--- Start ---
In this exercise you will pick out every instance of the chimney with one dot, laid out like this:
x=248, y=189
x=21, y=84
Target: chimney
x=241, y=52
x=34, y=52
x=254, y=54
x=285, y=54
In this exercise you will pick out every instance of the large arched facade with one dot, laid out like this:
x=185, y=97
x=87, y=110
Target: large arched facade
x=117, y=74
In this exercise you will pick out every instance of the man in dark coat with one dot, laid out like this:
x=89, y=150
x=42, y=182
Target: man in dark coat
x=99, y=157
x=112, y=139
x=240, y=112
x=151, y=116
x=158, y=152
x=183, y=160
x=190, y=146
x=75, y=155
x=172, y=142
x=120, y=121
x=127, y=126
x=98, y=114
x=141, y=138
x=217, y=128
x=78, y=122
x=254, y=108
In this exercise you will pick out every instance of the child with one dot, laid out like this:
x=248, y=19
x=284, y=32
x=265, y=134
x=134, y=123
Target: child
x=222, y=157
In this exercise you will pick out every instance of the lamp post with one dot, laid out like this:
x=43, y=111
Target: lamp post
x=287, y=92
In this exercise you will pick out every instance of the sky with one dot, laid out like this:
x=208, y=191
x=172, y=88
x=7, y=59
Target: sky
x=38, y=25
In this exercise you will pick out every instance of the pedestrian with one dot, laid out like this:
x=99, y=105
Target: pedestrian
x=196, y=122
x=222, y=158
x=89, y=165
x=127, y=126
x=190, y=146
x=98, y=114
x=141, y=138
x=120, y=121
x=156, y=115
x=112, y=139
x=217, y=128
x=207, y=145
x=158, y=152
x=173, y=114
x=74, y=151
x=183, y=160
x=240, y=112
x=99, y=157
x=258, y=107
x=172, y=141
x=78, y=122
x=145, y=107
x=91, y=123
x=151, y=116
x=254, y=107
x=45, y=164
--- End ---
#### Task to complete:
Write out the material as a JSON list of strings, one string for each line and blank lines left out, running from the start of the material through the line that contains "x=117, y=74".

#### The output:
[
  "In this exercise you will pick out every instance of the chimney with one dot, laid out like this:",
  "x=248, y=189",
  "x=21, y=84",
  "Target: chimney",
  "x=241, y=52",
  "x=34, y=52",
  "x=254, y=54",
  "x=285, y=54",
  "In this exercise you will pick out every instance of the large arched facade with one dot, laid out like this:",
  "x=185, y=97",
  "x=87, y=110",
  "Target: large arched facade",
  "x=117, y=74"
]